* _Estratto_

-=-=-

Insomma: “_QUOD NON FECERUNT BARBARI FECERUNT BARBERINI”_

E Pietro Leopoldo, ostile alle Confraternite e alla religione, che convocò il “Conciliabolo di Pistoia”, che decretò l’abolizione del latino e delle Sacre reliquie, la “Messa in vernacolo” etc., fu costretto, con il “suo” arcivescovo giansenista Scipione de’ Ricci, a fuggire, quando il popolo insorse  assaltando  la loro carrozza al grido : “O funzioni vecchie o legnate nuove”…vi fu anche: “il 4 agosto 1844 – scrive ancora Marco Pinelli – il granduca Leopoldo II di Lorena e la granduchessa Maria Antonia delle Due Sicilie (che) inviarono il secondogenito Carlo a pregare davanti all’immagine del SS. Crocifisso , scoperto per l’occasione, per la guarigione del terzogenito Ranieri, che si trovava malato alla villa di Cafaggiolo. Il successivo 7 agosto, lo stesso granduca, si trovò a pregare presso l’immagine del Crocifisso (per cui)fu notato un manifesto miglioramento al momento istesso in cui fu scoperta l’immagine…(Marco Pinelli op.cit. pag 57).

-=-=-

* _Dati forniti_
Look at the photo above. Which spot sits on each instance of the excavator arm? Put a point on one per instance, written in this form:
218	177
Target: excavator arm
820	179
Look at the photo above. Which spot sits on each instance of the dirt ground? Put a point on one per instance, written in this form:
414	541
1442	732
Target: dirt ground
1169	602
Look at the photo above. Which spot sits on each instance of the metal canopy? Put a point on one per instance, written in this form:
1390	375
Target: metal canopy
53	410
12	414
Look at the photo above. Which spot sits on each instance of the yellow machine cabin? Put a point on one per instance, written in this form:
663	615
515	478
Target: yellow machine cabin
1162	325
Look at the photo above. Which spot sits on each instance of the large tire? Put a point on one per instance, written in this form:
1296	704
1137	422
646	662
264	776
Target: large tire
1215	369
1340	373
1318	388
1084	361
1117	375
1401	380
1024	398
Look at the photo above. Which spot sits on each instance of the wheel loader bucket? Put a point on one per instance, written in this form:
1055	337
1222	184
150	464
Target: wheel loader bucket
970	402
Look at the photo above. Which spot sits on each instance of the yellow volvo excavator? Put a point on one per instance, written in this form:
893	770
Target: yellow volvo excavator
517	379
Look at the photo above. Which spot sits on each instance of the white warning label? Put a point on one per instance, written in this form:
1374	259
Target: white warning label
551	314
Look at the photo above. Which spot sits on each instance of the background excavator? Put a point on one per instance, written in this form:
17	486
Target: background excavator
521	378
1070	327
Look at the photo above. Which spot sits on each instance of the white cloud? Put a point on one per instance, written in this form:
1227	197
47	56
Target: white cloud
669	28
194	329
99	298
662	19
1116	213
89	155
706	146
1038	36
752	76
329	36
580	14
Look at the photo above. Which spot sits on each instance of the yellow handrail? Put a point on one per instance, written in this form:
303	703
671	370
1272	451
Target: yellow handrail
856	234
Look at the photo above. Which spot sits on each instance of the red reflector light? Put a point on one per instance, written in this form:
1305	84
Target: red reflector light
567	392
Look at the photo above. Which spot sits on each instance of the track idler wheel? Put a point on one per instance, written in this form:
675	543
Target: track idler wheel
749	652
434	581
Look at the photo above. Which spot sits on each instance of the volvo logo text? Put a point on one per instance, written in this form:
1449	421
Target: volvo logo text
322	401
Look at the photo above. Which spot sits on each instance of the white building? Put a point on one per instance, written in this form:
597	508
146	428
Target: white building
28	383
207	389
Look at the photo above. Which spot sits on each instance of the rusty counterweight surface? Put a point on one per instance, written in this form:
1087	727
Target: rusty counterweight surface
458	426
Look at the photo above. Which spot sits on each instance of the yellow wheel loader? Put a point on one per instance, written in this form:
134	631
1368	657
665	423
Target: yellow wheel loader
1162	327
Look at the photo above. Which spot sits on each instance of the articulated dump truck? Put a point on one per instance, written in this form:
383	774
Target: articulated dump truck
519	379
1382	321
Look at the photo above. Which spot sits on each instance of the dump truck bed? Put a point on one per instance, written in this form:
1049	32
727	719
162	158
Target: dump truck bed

-=-=-

* _Cosa si chiede_
(A) Riporta per intero l'estratto, senza alcuna modifica.
(B) Restituisci senza modifiche tutto l'elenco, dalla riga che contiene "of the dump" giù fino all'ultima riga, entrambe incluse.

* _Risposte per compito_
(A)
Insomma: “_QUOD NON FECERUNT BARBARI FECERUNT BARBERINI”_

E Pietro Leopoldo, ostile alle Confraternite e alla religione, che convocò il “Conciliabolo di Pistoia”, che decretò l’abolizione del latino e delle Sacre reliquie, la “Messa in vernacolo” etc., fu costretto, con il “suo” arcivescovo giansenista Scipione de’ Ricci, a fuggire, quando il popolo insorse  assaltando  la loro carrozza al grido : “O funzioni vecchie o legnate nuove”…vi fu anche: “il 4 agosto 1844 – scrive ancora Marco Pinelli – il granduca Leopoldo II di Lorena e la granduchessa Maria Antonia delle Due Sicilie (che) inviarono il secondogenito Carlo a pregare davanti all’immagine del SS. Crocifisso , scoperto per l’occasione, per la guarigione del terzogenito Ranieri, che si trovava malato alla villa di Cafaggiolo. Il successivo 7 agosto, lo stesso granduca, si trovò a pregare presso l’immagine del Crocifisso (per cui)fu notato un manifesto miglioramento al momento istesso in cui fu scoperta l’immagine…(Marco Pinelli op.cit. pag 57).

(B)
Look at the photo above. Which spot sits on each instance of the dump truck bed? Put a point on one per instance, written in this form:
1049	32
727	719
162	158
Target: dump truck bed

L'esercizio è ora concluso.